* **Aim of the exercise**
Copy every record word for word.

[Raw records]
• • • • • • •

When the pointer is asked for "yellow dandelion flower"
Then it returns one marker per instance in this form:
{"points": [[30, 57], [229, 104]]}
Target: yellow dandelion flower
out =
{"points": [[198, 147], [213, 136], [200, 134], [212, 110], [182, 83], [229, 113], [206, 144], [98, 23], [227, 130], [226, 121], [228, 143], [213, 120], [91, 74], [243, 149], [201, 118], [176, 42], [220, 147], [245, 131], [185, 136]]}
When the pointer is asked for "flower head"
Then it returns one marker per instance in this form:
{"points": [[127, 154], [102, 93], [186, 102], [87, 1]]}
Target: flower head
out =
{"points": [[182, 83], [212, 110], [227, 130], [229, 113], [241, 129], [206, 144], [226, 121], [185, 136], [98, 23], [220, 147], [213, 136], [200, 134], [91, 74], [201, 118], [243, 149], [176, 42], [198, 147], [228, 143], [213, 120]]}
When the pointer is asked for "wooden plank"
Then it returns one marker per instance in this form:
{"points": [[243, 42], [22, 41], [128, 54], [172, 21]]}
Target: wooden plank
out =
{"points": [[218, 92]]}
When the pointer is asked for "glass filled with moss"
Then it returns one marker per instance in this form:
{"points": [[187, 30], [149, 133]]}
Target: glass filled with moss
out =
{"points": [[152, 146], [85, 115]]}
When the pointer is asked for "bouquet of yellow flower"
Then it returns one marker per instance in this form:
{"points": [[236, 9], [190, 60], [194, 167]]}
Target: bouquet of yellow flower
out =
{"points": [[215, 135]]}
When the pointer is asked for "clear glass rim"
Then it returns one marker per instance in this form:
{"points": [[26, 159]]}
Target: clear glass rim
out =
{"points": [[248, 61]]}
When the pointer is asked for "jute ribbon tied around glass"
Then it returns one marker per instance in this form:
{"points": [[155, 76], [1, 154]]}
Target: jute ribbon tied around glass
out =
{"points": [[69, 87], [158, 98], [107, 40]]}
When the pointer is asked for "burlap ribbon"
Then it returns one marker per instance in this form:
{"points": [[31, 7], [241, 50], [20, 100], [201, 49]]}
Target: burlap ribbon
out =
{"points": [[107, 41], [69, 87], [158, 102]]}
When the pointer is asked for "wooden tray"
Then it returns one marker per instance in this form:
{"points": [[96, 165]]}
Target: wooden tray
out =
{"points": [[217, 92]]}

• • • • • • •

* **In response**
When the pointer is asked for "yellow dandelion flower"
Then it returns one marker per instance in this form:
{"points": [[30, 57], [229, 104]]}
Target: yellow dandelion flower
out =
{"points": [[198, 147], [213, 136], [200, 134], [212, 110], [182, 83], [229, 113], [206, 144], [98, 23], [227, 130], [226, 121], [228, 143], [213, 120], [91, 74], [243, 149], [201, 118], [176, 42], [220, 147], [245, 131], [185, 136]]}
When the pointer is asked for "flower head"
Then it returns one marker per instance in this form:
{"points": [[127, 154], [102, 93], [186, 102], [87, 1]]}
Target: flower head
out =
{"points": [[182, 83], [212, 110], [227, 130], [229, 113], [241, 129], [206, 144], [226, 121], [185, 136], [98, 23], [220, 147], [213, 136], [200, 134], [91, 74], [201, 118], [243, 149], [176, 42], [198, 147], [228, 143], [213, 120]]}
When the pointer is asked for "wooden plank"
Then it returns one marker per instance in this form:
{"points": [[243, 42], [22, 41], [128, 54], [172, 21]]}
Target: wooden plank
out =
{"points": [[218, 92]]}
When the pointer is asked for "glass filled with moss"
Then it returns one marker per instance in this form:
{"points": [[187, 30], [149, 133]]}
Target: glass filled with moss
out =
{"points": [[152, 146], [85, 115]]}
When the pointer is asked for "bouquet of yellow flower"
Then it returns one marker per instance in this form:
{"points": [[236, 9], [190, 60], [194, 167]]}
Target: bouquet of yellow flower
out =
{"points": [[215, 135]]}
When the pointer is asked for "clear glass rim"
Then it returns one marker per instance in this form:
{"points": [[26, 159]]}
Target: clear glass rim
out =
{"points": [[248, 61]]}
When the pointer is asked for "jute ribbon tied around glass"
Then it returns one marker per instance in this form:
{"points": [[155, 76], [1, 154]]}
Target: jute ribbon tied around glass
out =
{"points": [[69, 87], [158, 98], [107, 40]]}
When the pointer is asked for "burlap ribbon"
Then it returns one marker per instance in this form:
{"points": [[31, 7], [241, 50], [20, 100], [201, 49]]}
Target: burlap ribbon
out =
{"points": [[107, 41], [69, 87], [158, 102]]}
When the pointer is asked for "wooden tray"
Then it returns one marker per instance in this form:
{"points": [[96, 165]]}
Target: wooden tray
out =
{"points": [[217, 92]]}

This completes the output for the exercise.